TEXT ▸
========================

This document contains code to enable reproducibility of the paper “Evaluating cluster analysis methods. The case study of Palaeolithic distribution in Galician territory (NW Iberian Peninsula)”.
The steps indicated in the following lines allow to reproduce the analyses carried out.
# ipak function: install and load multiple R packages.
ipak <- function(pkg){
new.pkg <- pkg[!(pkg %in% installed.packages()[, "Package"])]
if (length(new.pkg))
install.packages(new.pkg, dependencies = TRUE)
sapply(pkg, require, character.only = TRUE)
}
# install all the packages
packages <- c("spatstat", "sp", "rgeos", "maptools", "GISTools", "ggplot2", "fpc", "plyr", "gridExtra", "dbscan", "tidyverse", "cluster", "factoextra", "gridExtra", "readxl", "NbClust", "percopackage", "rgdal", "igraph")

========================

DATA SECTION ▸

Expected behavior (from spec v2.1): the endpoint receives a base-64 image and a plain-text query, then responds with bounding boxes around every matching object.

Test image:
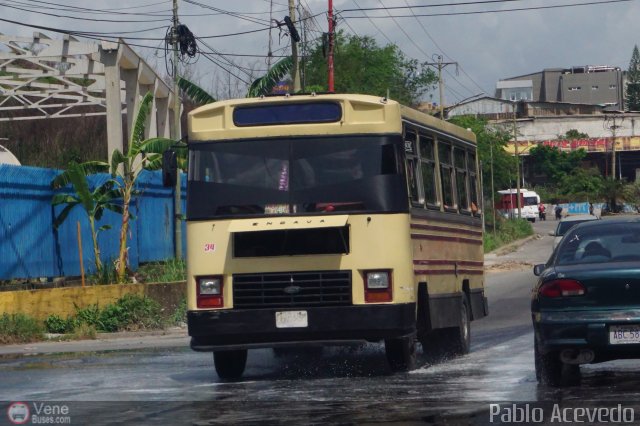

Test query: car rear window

========================

WHAT IS REQUIRED ▸
Carry on the R reproducibility document for the Galician Palaeolithic cluster analysis, picking up after its last line. The listing has no role in this work.

OUTPUT FOR THIS TASK ▸
ipak(packages)
# set the working directory
setwd("~/shp")
# set the projection
BNG = "+init=epsg:25829"
# add the study area
studyarea <- readShapePoly("Galicia.shp", proj4string = CRS(BNG))
# and check it is worked
plot(studyarea)
# add the sites
sites <- readShapePoints("sites.shp", proj4string = CRS(BNG))
# add the random points
random_sites <- readShapePoints("random_sites.shp", proj4string = CRS(BNG))
# plot the studyarea and the sites and check everything looks ok
plot(sites, col="blue", pch=20, add=T)
# remove any sites with the same grid reference
sites <- remove.duplicates(sites)
# select the points inside the studyarea
sitesSub <- sites[studyarea,]
# check to see that they have been removed
plot(studyarea)
plot(sitesSub, col="red", pch=20, add=T)
# set a window as the studyarea
window <- as.owin(studyarea)
plot(window)
# create a ppp object
sitesSub.ppp <- ppp(x=sitesSub$Easting,y=sitesSub$Northing,window=window)
# plot the sites and the studyarea
plot(sitesSub.ppp,pch=16,cex=0.5, main="Palaeolithic archaeological sites")
# Shapiro-Wilk Test
shapiro.test(sites$Easting)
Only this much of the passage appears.